Dans cette guerre « qui ne fait que commencer », comme l’annonce la journaliste de Télérama Weronika Zarachowicz, les tenants d’un « modèle
d’agriculture unique, productiviste et artificialisé », dominé par la puissance de l’argent et des affaires, s’opposeraient à ceux d’une agriculture « fondée sur des fermes à dimension humaine, le travail avec la nature, le lien direct entre producteurs et consommateurs et la qualité des produits » [1].En clair, il s’agirait de la lutte de la vie contre la mort, du bien contre le mal.

※ ※ ※

_Consignes_
Répondez à ces questions sur le passage cité :
(a) Pour quel journal travaille Weronika Zarachowicz ?
(b) Quels trois mots décrivent le modèle d'agriculture dominé par l'argent et les affaires ?
(c) À quelle lutte le passage compare-t-il cette guerre, juste après « En clair » ?

_Données fournies_

※ ※ ※

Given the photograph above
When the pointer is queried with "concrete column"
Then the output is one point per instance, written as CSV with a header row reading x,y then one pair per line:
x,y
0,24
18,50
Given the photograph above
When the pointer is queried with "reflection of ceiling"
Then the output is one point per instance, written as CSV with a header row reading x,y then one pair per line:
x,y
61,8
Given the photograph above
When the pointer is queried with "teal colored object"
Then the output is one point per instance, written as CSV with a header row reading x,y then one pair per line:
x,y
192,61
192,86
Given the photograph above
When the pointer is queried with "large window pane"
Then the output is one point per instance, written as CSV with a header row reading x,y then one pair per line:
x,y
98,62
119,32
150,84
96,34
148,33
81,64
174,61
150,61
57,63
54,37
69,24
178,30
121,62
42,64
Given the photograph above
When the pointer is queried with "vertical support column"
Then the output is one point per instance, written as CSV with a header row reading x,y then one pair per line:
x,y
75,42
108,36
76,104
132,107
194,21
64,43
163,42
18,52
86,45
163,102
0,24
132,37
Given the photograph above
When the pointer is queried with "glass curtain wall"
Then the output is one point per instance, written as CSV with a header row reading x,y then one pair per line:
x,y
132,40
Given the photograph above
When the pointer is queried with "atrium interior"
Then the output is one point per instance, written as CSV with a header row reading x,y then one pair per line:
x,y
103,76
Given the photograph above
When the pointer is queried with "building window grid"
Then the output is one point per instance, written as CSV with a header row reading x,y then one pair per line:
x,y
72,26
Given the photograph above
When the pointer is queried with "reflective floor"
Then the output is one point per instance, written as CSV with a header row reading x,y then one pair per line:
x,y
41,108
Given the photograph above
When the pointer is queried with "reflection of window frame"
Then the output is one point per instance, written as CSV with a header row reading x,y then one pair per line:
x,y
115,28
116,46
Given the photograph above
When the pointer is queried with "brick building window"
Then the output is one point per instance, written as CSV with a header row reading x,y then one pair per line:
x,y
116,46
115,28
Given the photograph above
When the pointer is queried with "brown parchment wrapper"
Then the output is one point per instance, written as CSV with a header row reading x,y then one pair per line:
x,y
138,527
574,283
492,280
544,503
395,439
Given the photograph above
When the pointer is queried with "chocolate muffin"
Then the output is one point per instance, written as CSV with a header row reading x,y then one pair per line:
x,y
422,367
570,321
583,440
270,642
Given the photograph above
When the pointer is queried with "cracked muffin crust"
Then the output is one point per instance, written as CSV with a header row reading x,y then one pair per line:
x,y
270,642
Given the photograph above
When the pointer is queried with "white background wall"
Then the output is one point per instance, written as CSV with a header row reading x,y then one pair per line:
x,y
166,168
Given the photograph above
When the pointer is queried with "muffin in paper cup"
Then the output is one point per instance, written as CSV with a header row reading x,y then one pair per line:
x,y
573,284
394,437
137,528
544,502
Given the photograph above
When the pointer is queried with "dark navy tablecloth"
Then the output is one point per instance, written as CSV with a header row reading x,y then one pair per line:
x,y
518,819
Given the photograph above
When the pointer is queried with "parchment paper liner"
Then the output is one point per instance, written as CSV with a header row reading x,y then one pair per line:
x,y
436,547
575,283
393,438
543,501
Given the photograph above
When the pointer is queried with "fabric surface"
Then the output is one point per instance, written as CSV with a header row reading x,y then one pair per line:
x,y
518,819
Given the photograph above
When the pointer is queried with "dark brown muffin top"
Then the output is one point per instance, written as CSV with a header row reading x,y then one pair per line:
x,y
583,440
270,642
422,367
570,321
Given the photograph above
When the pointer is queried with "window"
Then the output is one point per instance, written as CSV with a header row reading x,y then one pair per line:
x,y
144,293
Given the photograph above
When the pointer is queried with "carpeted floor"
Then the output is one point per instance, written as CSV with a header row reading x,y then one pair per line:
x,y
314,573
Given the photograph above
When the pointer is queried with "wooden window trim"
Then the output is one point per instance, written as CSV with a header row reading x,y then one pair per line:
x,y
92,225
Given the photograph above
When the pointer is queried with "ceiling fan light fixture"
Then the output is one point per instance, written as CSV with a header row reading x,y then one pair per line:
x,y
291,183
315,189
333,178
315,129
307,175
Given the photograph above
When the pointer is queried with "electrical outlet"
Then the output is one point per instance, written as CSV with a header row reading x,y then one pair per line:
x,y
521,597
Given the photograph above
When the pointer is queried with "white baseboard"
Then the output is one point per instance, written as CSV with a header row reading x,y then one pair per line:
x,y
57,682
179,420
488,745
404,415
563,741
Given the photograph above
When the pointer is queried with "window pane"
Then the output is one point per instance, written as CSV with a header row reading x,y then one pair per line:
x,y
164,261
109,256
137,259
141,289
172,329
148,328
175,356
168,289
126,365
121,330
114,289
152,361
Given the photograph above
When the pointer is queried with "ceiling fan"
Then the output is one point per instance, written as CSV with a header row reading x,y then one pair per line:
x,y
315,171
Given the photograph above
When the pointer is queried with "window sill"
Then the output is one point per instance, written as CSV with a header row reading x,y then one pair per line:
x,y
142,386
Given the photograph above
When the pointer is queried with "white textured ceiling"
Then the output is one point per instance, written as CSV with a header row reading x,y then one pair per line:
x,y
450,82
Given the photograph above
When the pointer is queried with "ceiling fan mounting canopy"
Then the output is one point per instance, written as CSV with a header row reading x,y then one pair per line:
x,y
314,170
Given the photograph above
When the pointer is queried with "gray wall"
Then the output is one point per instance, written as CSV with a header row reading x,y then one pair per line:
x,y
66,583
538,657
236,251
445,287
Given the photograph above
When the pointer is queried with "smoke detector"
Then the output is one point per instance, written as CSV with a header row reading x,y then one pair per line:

※ ※ ※

_Exercice corrigé_
(a) Télérama.
(b) Unique, productiviste et artificialisé.
(c) À la lutte de la vie contre la mort, du bien contre le mal.